- [Texte fourni]

Division syndicale et affrontement plate-forme/synthèse


Après la révolution d'octobre 1917, l'avènement de "la patrie des travailleurs" créa un espoir fou qui aveugla de nombreux militants révolutionnaires et entraîna au sein de la Confédération générale du travail une majorité d'adhésions au Parti communiste français. La CGT bascula progressivement entre les mains du PCF. Dans les années 1920, les militants de l'Union anarchiste, la principale composante de la mouvance anarchiste, se trouvaient devant plusieurs choix syndicaux, qui seront à l'origine de vives polémiques: soit rester à la CGT réformiste de Léon Jouhaux, aller à la CGT-U (1921) où les communistes devenaient maîtres après avoir rallié les syndicalistes purs de Pierre Monatte ou adhérer à la CGT-SR (1926) qui, avec Pierre Besnard, cherchait à maintenir, dans le mouvement ouvrier, un syndicalisme d'action directe, indépendant des partis et de l'Etat. La majorité adhéra à la CGT-U, puis lors de la réunification de mars 1936 à la CGT, et s'éloigna des camarades anarcho-syndicalistes restés à la CGT-SR. Ce syndicat très marginal ne réunira qu'un petit nombre de convaincus et le chiffre des adhérents restera très faible.
Certains anarchistes l'appelèrent par dérision la "CGT-Sans Rien". Dans la même période, les anarchistes russes réfugiés en France et plus particulièrement Archinov et Makhno, provoquèrent avec leur "plate-forme" organisationnelle, une polémique qui débuta en 1925 et resurgit encore de nos jours.

- [Entrées fournies]
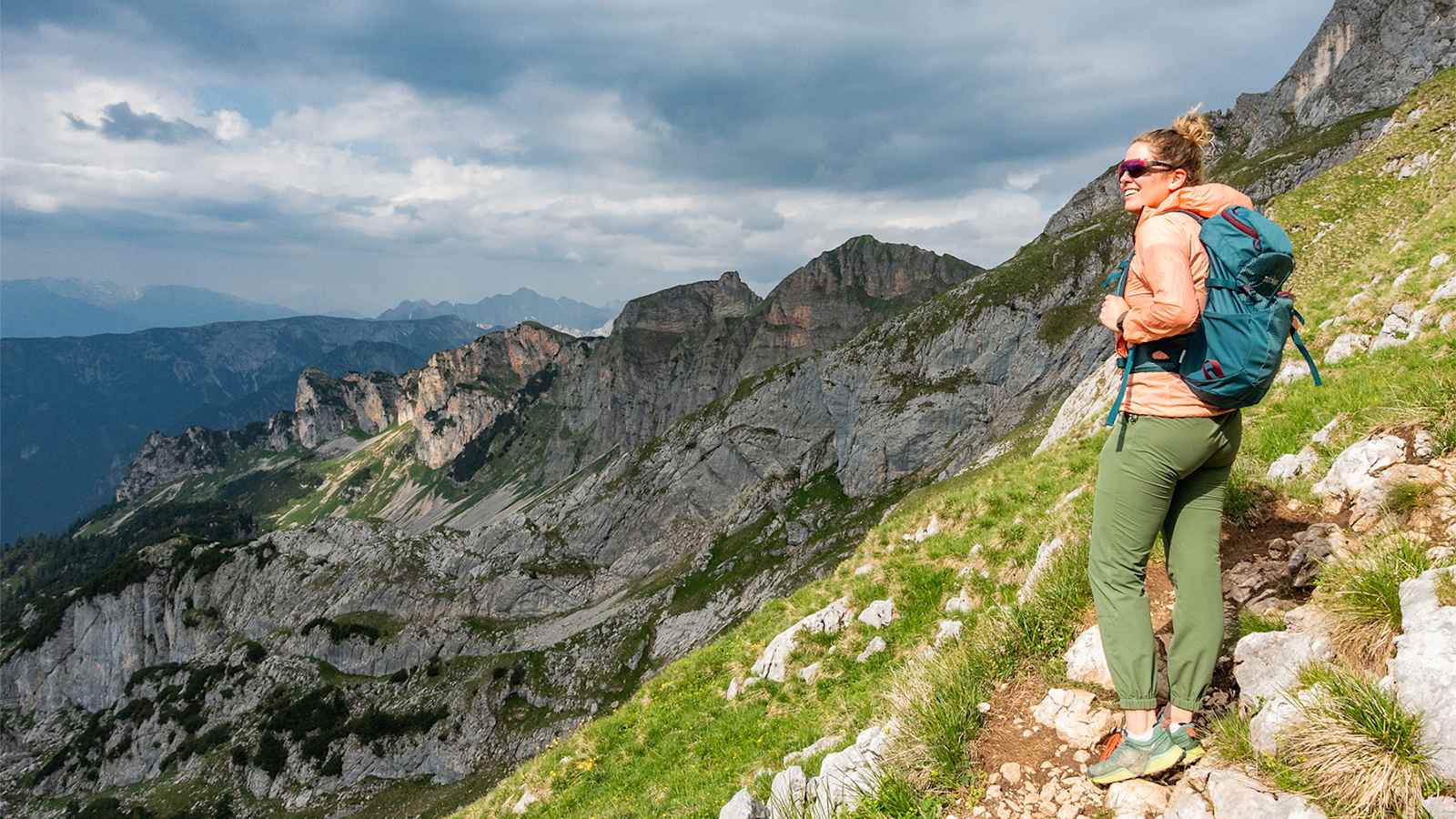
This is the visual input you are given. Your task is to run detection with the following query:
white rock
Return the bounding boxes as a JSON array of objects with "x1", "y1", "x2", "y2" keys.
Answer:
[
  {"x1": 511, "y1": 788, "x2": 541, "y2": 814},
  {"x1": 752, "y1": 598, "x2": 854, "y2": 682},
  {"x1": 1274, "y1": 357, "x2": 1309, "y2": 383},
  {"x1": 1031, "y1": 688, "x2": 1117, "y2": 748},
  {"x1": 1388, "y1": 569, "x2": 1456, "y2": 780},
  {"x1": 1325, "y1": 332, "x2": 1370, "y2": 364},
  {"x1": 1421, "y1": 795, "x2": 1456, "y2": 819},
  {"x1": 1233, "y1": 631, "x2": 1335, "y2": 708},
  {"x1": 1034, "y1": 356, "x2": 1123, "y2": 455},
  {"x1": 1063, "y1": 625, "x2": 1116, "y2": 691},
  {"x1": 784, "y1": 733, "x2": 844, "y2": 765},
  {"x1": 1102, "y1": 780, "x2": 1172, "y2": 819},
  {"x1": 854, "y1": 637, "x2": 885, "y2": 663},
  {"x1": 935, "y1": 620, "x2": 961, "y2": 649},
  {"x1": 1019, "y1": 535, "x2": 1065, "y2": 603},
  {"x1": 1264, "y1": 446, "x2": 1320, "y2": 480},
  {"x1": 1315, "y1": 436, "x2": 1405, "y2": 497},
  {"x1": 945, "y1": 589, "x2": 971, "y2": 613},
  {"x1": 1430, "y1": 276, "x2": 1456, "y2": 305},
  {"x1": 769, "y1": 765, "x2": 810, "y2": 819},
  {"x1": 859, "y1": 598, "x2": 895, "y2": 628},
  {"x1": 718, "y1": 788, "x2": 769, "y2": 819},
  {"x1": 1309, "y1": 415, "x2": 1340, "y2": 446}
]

* * *

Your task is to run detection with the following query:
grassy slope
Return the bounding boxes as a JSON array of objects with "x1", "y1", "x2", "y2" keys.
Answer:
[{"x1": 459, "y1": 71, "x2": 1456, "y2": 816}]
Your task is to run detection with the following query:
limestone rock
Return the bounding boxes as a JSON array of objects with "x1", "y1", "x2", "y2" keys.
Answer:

- [À faire]
• A. Répondez à ces questions sur le texte consacré à la division syndicale :
(i) En quelle année la CGT-U a-t-elle été créée ?
(ii) Qui dirigeait la CGT réformiste ?
(iii) En quelle année a commencé la polémique provoquée par la « plate-forme » ?
• B. Poursuivez le texte sur la division syndicale à partir de sa dernière phrase.

- [Réponses attendues]
• A.
(i) En 1921.
(ii) Léon Jouhaux.
(iii) En 1925.

• B.
Comme l'écrit G. Manfredonia:

"Ainsi, en dépit des attentes de leurs promoteurs, non seulement le débat plate-forme/synthèse ne contribua pas à la réalisation de l'unité du mouvement, mais il va accroître davantage le confusionnisme dans les rangs des libertaires et donc, en définitive, gêner le travail de révision nécessaire des positions anarchistes traditionnelles que pourtant la situation imposait. Pour avoir oublié qu'il ne s'agissait que de deux propositions parmi tant d'autres, le débat va de surcroît rapidement se figer et provoquer des cassures qui entraîneront une très grave crise du mouvement anarchiste français ; crise qui n'a jamais été véritablement surmontée encore aujourd'hui et dont le confusionnisme organisationnel et idéologique de la Fédération anarchiste actuelle, sorte de monstre hybride mi-plate-formiste mi-synthésiste, en est l'exemple le plus frappant."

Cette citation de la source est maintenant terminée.